>> begin

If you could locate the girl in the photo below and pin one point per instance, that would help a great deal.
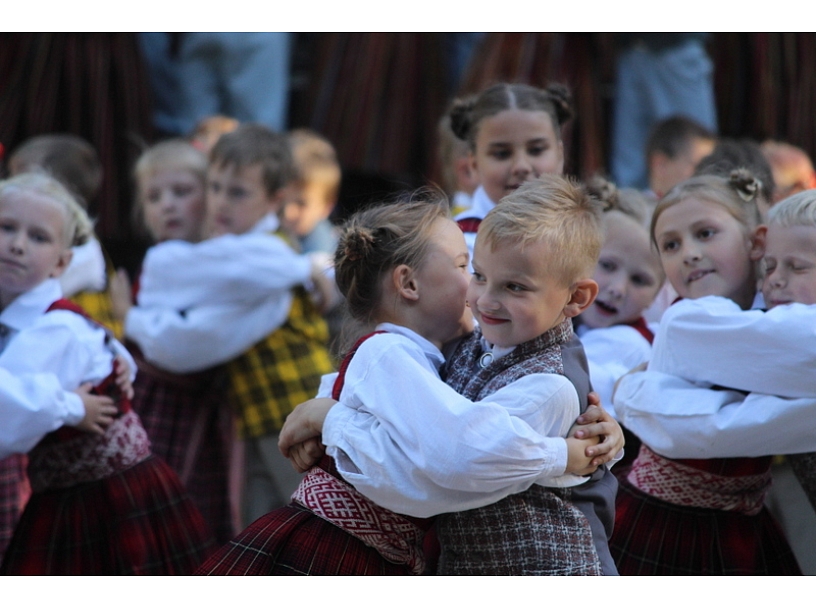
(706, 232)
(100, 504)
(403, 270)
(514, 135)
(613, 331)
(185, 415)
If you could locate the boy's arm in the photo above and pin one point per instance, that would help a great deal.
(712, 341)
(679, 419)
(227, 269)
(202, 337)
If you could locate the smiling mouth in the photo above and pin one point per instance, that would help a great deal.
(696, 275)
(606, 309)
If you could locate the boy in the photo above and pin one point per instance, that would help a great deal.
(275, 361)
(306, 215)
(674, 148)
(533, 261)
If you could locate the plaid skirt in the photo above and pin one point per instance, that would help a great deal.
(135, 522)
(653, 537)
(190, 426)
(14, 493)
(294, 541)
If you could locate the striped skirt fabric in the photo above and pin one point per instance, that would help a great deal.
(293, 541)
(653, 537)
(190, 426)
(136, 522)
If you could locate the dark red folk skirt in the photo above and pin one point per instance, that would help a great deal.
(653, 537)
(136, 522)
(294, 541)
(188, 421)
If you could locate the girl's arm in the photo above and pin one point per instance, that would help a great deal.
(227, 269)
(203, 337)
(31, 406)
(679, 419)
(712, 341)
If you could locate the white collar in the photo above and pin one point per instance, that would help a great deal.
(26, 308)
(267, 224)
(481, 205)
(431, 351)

>> end
>> begin

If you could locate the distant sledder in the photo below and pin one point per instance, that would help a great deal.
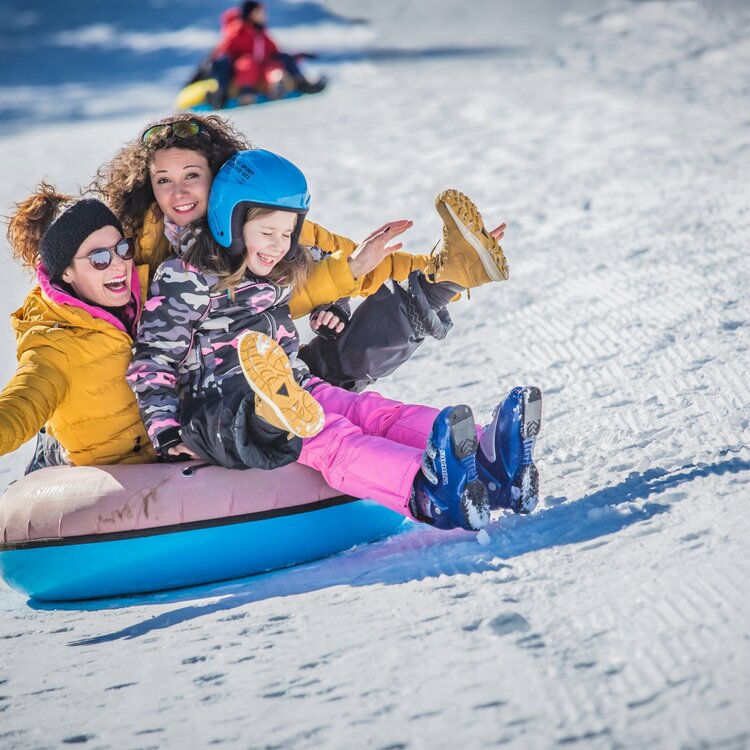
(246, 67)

>> end

What the task requires → Count the lines in the items above that contain the string "girl", treating uppercase and lowercase letters as different. Reply with the number alone.

Result for this exercise → 2